Document:
- Theatrical release poster
- Directed by: Sidney Lumet
- Screenplay by: Sidney Lumet; Jay Presson Allen;
- Based on: Prince of the City (1978 book) by Robert Daley
- Produced by: Burtt Harris
- Starring: Treat Williams Jerry Orbach Richard Foronjy Lindsay Crouse Bob Balaban James Tolkan
- Cinematography: Andrzej Bartkowiak
- Edited by: Jack Fitzstephens
- Music by: Paul Chihara
- Production company: Orion Pictures
- Distributed by: Warner Bros.
- Release date: August 21, 1981;
- Running time: 167 minutes
- Country: United States
- Language: English
- Budget: $8.6 million
- Box office: $8 million

= Prince of the City =

1981 film by Sidney Lumet

Prince of the City is a 1981 American neo-noir crime drama film directed by Sidney Lumet. It is based on the life of Robert Leuci, called Daniel Ciello in the film, an officer of the New York Police Department who chooses, for idealistic reasons, to expose corruption in the force. (Note: After he quit the job, Leuci turned novelist and wrote the gritty police dramas Snitch, Odessa Beach and Captain Butterfly.) The screenplay, written by Lumet and Jay Presson Allen, is based on a 1978 non-fiction book by former NYPD Deputy Commissioner Robert Daley.

Dataset rows:
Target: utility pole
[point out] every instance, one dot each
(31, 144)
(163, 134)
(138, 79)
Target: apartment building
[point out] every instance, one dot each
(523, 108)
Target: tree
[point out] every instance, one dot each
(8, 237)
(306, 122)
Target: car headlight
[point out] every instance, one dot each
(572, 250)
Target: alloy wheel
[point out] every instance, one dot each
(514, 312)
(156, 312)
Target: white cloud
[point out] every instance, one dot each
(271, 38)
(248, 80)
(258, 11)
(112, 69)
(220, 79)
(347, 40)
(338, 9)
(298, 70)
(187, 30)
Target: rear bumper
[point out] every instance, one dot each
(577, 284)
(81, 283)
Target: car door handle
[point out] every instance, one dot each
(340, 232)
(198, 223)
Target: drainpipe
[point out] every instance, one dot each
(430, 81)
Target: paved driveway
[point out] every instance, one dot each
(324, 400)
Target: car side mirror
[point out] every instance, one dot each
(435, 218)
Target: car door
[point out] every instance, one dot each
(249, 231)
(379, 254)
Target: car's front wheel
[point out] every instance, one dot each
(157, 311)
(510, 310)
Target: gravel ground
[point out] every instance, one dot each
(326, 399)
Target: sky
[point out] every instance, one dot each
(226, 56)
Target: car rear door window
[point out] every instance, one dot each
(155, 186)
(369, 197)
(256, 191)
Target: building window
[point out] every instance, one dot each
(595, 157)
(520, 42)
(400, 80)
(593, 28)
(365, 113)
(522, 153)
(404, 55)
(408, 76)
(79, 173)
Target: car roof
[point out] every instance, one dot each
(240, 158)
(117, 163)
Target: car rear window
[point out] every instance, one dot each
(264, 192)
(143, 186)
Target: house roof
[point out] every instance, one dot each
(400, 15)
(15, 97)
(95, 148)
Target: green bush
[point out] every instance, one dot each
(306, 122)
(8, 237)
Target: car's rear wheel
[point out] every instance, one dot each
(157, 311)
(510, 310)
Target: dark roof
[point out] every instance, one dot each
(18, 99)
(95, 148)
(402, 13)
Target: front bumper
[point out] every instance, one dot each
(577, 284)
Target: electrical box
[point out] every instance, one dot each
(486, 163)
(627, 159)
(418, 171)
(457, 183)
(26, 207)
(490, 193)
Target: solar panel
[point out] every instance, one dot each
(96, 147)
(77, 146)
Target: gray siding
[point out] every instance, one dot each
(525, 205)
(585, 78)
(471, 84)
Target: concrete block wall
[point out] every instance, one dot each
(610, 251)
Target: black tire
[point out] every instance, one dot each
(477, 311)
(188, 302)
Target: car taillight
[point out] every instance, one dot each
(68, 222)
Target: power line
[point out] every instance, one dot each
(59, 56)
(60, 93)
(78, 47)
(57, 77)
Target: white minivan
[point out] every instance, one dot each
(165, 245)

Required work: In the Prince of the City text, what name does the film give to the character based on Robert Leuci?

Solution for this task: Daniel Ciello